#### Problem statement:
Every line below is to be quoted exactly, with nothing added or dropped.
--- BEGIN Raw records ---
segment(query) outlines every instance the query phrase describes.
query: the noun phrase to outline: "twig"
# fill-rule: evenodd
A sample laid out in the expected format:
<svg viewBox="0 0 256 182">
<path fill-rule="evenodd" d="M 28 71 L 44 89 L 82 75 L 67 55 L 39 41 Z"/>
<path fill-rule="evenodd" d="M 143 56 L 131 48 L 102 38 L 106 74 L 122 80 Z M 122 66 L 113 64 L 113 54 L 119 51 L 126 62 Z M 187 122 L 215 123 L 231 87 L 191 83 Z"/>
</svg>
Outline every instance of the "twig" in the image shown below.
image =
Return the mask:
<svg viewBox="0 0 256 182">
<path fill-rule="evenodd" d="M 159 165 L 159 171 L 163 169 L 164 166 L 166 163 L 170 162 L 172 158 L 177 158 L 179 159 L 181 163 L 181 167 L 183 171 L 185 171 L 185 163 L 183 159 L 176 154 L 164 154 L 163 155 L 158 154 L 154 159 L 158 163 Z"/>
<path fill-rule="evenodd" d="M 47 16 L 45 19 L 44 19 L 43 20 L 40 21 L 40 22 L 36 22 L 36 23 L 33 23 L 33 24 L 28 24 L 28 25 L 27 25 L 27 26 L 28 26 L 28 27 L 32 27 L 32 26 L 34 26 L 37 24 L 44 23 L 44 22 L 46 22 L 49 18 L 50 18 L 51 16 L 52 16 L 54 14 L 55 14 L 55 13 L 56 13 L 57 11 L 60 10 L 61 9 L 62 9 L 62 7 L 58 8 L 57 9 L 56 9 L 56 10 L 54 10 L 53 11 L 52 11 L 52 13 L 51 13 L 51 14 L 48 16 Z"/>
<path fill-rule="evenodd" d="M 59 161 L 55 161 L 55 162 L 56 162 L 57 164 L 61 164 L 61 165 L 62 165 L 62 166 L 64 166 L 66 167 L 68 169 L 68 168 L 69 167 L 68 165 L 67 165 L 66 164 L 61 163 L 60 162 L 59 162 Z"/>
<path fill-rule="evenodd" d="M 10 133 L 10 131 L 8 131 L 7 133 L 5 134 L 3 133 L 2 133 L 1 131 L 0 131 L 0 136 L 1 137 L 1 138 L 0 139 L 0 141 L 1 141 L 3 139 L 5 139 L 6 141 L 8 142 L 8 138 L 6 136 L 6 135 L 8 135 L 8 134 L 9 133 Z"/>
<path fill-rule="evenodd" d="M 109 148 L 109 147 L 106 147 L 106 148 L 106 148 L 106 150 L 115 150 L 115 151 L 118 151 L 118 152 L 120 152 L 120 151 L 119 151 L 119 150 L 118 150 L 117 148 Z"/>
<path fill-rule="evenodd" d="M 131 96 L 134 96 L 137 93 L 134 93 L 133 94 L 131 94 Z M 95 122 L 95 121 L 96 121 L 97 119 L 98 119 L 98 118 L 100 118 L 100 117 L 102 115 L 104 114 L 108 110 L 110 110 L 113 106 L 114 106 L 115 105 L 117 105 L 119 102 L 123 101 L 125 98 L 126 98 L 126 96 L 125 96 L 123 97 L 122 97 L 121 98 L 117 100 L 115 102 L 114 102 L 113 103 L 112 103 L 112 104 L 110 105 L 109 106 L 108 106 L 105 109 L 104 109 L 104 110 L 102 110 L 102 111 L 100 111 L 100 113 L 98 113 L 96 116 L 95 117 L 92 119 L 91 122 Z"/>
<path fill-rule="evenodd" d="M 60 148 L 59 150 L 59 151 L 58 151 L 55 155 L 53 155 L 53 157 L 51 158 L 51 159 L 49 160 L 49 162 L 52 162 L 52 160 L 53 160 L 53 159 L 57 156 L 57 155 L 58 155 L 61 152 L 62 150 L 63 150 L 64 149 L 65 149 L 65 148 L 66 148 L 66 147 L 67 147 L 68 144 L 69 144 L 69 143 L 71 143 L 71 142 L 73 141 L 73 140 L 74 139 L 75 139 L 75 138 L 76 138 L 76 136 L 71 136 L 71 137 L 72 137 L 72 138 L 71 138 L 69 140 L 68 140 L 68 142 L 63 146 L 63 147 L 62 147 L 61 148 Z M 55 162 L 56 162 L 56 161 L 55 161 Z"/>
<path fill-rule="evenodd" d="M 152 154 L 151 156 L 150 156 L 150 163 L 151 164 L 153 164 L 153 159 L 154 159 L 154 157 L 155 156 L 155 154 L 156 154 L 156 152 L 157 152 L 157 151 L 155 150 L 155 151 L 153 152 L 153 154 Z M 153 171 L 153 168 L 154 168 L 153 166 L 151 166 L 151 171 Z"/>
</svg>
--- END Raw records ---
#### Response for this exercise:
segment(query) outlines every instance the query phrase describes.
query: the noun phrase to outline: "twig"
# fill-rule: evenodd
A sample laid out in the expected format:
<svg viewBox="0 0 256 182">
<path fill-rule="evenodd" d="M 28 71 L 44 89 L 82 75 L 67 55 L 39 41 Z"/>
<path fill-rule="evenodd" d="M 143 56 L 131 48 L 102 38 L 106 74 L 122 80 Z M 122 66 L 113 64 L 113 54 L 119 51 L 126 62 Z M 187 122 L 215 123 L 231 87 L 191 83 Z"/>
</svg>
Outline every instance of the "twig" in the image shown below.
image =
Return the mask:
<svg viewBox="0 0 256 182">
<path fill-rule="evenodd" d="M 159 165 L 159 171 L 163 169 L 164 166 L 166 163 L 170 162 L 172 158 L 177 158 L 179 159 L 181 163 L 181 167 L 183 171 L 185 171 L 185 163 L 183 159 L 176 154 L 164 154 L 163 155 L 158 154 L 154 159 L 158 163 Z"/>
<path fill-rule="evenodd" d="M 47 16 L 45 19 L 44 19 L 43 20 L 40 21 L 40 22 L 36 22 L 36 23 L 33 23 L 33 24 L 28 24 L 28 25 L 27 25 L 27 26 L 28 26 L 28 27 L 32 27 L 32 26 L 34 26 L 37 24 L 44 23 L 44 22 L 46 22 L 49 18 L 50 18 L 51 16 L 52 16 L 54 14 L 55 14 L 55 13 L 56 13 L 57 11 L 60 10 L 61 9 L 62 9 L 62 7 L 58 8 L 57 9 L 56 9 L 56 10 L 54 10 L 53 11 L 52 11 L 52 13 L 51 13 L 51 14 L 48 16 Z"/>
<path fill-rule="evenodd" d="M 59 161 L 55 161 L 55 162 L 56 162 L 57 164 L 61 164 L 61 165 L 62 165 L 62 166 L 64 166 L 66 167 L 68 169 L 68 168 L 69 167 L 68 165 L 67 165 L 66 164 L 61 163 L 60 162 L 59 162 Z"/>
<path fill-rule="evenodd" d="M 10 133 L 10 131 L 8 131 L 7 133 L 5 134 L 3 133 L 2 133 L 1 131 L 0 131 L 0 136 L 1 137 L 1 138 L 0 139 L 0 141 L 1 141 L 3 139 L 5 139 L 6 141 L 8 142 L 8 138 L 6 136 L 6 135 L 8 135 L 8 134 L 9 133 Z"/>
<path fill-rule="evenodd" d="M 109 148 L 109 147 L 106 147 L 106 148 L 106 148 L 106 150 L 115 150 L 115 151 L 118 151 L 118 152 L 120 152 L 120 151 L 119 151 L 119 150 L 118 150 L 117 148 Z"/>
<path fill-rule="evenodd" d="M 131 96 L 134 96 L 137 93 L 134 93 L 133 94 L 131 94 Z M 95 122 L 95 121 L 96 121 L 97 119 L 98 119 L 98 118 L 100 118 L 100 117 L 102 115 L 104 114 L 108 110 L 110 110 L 113 106 L 114 106 L 115 105 L 117 105 L 119 102 L 123 101 L 125 98 L 126 98 L 126 96 L 125 96 L 123 97 L 122 97 L 121 98 L 117 100 L 115 102 L 114 102 L 113 103 L 112 103 L 112 104 L 110 105 L 109 106 L 108 106 L 105 109 L 104 109 L 104 110 L 102 110 L 102 111 L 100 111 L 100 113 L 98 113 L 96 116 L 95 117 L 92 119 L 91 122 Z"/>
<path fill-rule="evenodd" d="M 60 148 L 59 150 L 59 151 L 58 151 L 55 155 L 53 155 L 53 157 L 51 158 L 51 159 L 49 160 L 49 162 L 52 162 L 52 160 L 53 160 L 53 159 L 57 156 L 57 155 L 58 155 L 61 152 L 62 150 L 63 150 L 64 149 L 65 149 L 65 148 L 66 148 L 66 147 L 67 147 L 68 144 L 69 144 L 69 143 L 71 143 L 71 142 L 73 141 L 73 140 L 74 139 L 75 139 L 75 138 L 76 138 L 76 136 L 71 136 L 71 137 L 72 137 L 72 138 L 71 138 L 69 140 L 68 140 L 68 142 L 63 146 L 63 147 L 62 147 L 61 148 Z M 55 162 L 56 162 L 56 161 L 55 161 Z"/>
<path fill-rule="evenodd" d="M 152 154 L 151 156 L 150 156 L 150 163 L 151 164 L 153 164 L 153 159 L 154 159 L 154 157 L 155 156 L 155 154 L 156 154 L 156 152 L 157 152 L 157 151 L 155 150 L 155 151 L 153 152 L 153 154 Z M 153 171 L 153 168 L 154 168 L 153 166 L 151 166 L 151 171 Z"/>
</svg>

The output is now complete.